§ TASK INPUT:
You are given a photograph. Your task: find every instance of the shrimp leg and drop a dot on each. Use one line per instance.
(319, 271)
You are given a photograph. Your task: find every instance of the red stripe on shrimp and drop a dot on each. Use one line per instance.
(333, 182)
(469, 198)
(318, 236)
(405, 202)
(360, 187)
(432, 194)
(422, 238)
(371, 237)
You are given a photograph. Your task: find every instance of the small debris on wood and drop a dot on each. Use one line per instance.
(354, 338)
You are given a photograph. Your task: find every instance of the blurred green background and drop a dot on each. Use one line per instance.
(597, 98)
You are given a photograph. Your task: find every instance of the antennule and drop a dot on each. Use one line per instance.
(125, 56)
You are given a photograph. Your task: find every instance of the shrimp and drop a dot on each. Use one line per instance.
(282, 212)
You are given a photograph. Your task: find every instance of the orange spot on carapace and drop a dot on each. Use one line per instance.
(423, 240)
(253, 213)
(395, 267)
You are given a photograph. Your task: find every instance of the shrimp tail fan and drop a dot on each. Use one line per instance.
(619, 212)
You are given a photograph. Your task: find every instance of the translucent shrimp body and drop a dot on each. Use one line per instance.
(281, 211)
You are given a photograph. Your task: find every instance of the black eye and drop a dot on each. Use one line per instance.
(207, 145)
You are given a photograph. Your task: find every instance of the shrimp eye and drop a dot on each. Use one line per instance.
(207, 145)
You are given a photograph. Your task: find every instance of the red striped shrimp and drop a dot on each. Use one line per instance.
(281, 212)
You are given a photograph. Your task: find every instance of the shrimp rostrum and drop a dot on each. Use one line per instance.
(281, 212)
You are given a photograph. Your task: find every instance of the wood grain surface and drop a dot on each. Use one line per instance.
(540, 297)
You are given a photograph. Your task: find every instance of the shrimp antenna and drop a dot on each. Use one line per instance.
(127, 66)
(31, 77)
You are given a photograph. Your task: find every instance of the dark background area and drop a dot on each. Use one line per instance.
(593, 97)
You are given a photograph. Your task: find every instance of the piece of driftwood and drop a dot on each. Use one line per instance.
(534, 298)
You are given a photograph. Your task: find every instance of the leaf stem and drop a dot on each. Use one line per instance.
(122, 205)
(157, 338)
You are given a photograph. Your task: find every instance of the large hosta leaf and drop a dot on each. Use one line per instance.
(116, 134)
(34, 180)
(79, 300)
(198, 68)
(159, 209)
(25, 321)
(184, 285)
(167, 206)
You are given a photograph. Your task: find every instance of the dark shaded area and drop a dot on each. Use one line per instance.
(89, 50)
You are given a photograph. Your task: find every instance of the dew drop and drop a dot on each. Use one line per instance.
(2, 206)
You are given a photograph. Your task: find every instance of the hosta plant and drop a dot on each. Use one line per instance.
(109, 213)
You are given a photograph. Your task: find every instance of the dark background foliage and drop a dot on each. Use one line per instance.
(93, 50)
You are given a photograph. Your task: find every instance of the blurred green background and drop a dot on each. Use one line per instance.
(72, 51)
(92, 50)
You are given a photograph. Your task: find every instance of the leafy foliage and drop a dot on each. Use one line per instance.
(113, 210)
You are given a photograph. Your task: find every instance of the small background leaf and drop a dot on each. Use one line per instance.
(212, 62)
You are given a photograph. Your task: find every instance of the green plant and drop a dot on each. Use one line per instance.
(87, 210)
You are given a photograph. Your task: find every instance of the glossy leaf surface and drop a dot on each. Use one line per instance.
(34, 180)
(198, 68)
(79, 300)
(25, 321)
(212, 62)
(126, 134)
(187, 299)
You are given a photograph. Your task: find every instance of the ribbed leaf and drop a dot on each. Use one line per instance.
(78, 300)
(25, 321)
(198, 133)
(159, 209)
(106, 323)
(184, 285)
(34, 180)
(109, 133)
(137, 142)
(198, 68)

§ SET EXERCISE: Format every line of the records above as a Markdown table with two columns, Row and Line, numbering the lines in order and skipping any blank ones.

§ EXERCISE RESPONSE:
| Row | Line |
|---|---|
| 1 | You are given a photograph. Your task: find every instance of the shrimp leg and drop a dot on each. Use one line per instance. |
| 2 | (319, 271) |
| 3 | You are given a photograph. Your task: find every instance of the red stripe on shrimp and drop a dot on each. Use one line per instance. |
| 4 | (333, 182) |
| 5 | (469, 198) |
| 6 | (318, 236) |
| 7 | (405, 202) |
| 8 | (360, 187) |
| 9 | (432, 194) |
| 10 | (422, 238) |
| 11 | (371, 237) |
| 12 | You are given a photograph. Your task: find every instance of the small debris on wood and drop a dot on each. Use one line per instance. |
| 13 | (354, 338) |
| 14 | You are given a photograph. Your task: find every instance of the blurred green background and drop a dot on each. Use one line per instance. |
| 15 | (597, 98) |
| 16 | You are given a photograph. Your task: find every instance of the antennule and drop a dot on each. Use one line per instance. |
| 17 | (125, 56) |
| 18 | You are given a photograph. Your task: find every instance of the shrimp and drop a dot on each. Use one line per instance. |
| 19 | (282, 212) |
| 20 | You are given a photograph. Your task: find every instance of the orange spot on carapace and drop a dot on each. Use one line per instance. |
| 21 | (423, 240) |
| 22 | (253, 213) |
| 23 | (395, 267) |
| 24 | You are given a photograph. Your task: find every instance of the shrimp tail fan and drop a dot on each. Use one line per instance. |
| 25 | (619, 212) |
| 26 | You are given a photograph. Your task: find every instance of the translucent shrimp body and drop a dot on each. Use one line per instance. |
| 27 | (281, 211) |
| 28 | You are given a photograph. Your task: find every instance of the black eye and drop a dot on each. Use one line per instance. |
| 29 | (207, 145) |
| 30 | You are given a photograph. Your task: find every instance of the shrimp eye and drop a dot on each. Use one line per instance. |
| 31 | (207, 145) |
| 32 | You are given a photograph. Your task: find every instance of the red striped shrimp and drop a dot on each. Use one line per instance. |
| 33 | (281, 212) |
| 34 | You are given a photograph. Your task: find every instance of the shrimp rostrum and drop a dot on each. Use one line per instance. |
| 35 | (281, 212) |
| 36 | You are given a photograph. Your task: find every instance of the wood grain surface and drop a dot on each. Use one line per instance. |
| 37 | (540, 297) |
| 38 | You are given a photograph. Your task: find every instance of the shrimp antenna and drop a dot on each. Use one line per instance. |
| 39 | (127, 66) |
| 40 | (31, 77) |
| 41 | You are given a photograph. Your task: find every instance of the dark background area and drop a dot on each. Use one line per instance. |
| 42 | (593, 97) |
| 43 | You are given a photograph. Your task: find every instance of the piece of driftwood and drop a dot on each. Use one line per instance. |
| 44 | (534, 298) |
| 45 | You are given a photograph. Your task: find every instance of the leaf stem and drop a dot on each. Use one line per instance. |
| 46 | (122, 205) |
| 47 | (157, 338) |
| 48 | You are given a photograph. Your task: find every instance of the large hosta leaf and drop a dot on each. Use one line per instance. |
| 49 | (116, 134) |
| 50 | (34, 180) |
| 51 | (79, 300) |
| 52 | (198, 68) |
| 53 | (159, 209) |
| 54 | (25, 321) |
| 55 | (184, 285) |
| 56 | (167, 206) |
| 57 | You are given a photograph. Your task: find every instance of the dark shaded area and drop a dot on each. Use one line per instance. |
| 58 | (89, 50) |
| 59 | You are given a photograph. Your task: find every instance of the dew drop and drop a dot on each. Use one line per instance. |
| 60 | (2, 206) |
| 61 | You are given a photograph. Your task: find every instance of the hosta plant and drop a dot on each. Use one line per instance. |
| 62 | (109, 213) |
| 63 | You are given a photograph. Your task: find every instance of the dark background foliage and drop a dot on each. Use one line per instance. |
| 64 | (93, 50) |
| 65 | You are given a photograph. Your task: find every instance of the blurred green background and drop a dot on each. Use one line per instance. |
| 66 | (72, 51) |
| 67 | (92, 50) |
| 68 | You are given a photograph. Your task: find every instance of the leafy foliage and drop a dot on each. Use one line per instance. |
| 69 | (113, 210) |
| 70 | You are given a photograph. Your task: find every instance of the small background leaf and drop a dot on each. Use one line per instance. |
| 71 | (212, 62) |
| 72 | You are given a photograph. Your task: find every instance of the green plant and drop a dot on each. Use one line per instance. |
| 73 | (87, 210) |
| 74 | You are given a photograph. Your task: find every instance of the glossy leaf surface and drop a dot on each. Use one line per instance. |
| 75 | (34, 180) |
| 76 | (198, 68) |
| 77 | (79, 300) |
| 78 | (25, 321) |
| 79 | (212, 62) |
| 80 | (126, 134) |
| 81 | (187, 299) |
| 82 | You are given a photograph. Your task: find every instance of the ribbed leaf and drop a dot on each. Use one line per instance. |
| 83 | (78, 300) |
| 84 | (25, 321) |
| 85 | (198, 133) |
| 86 | (159, 209) |
| 87 | (106, 323) |
| 88 | (184, 285) |
| 89 | (34, 180) |
| 90 | (109, 133) |
| 91 | (137, 142) |
| 92 | (198, 68) |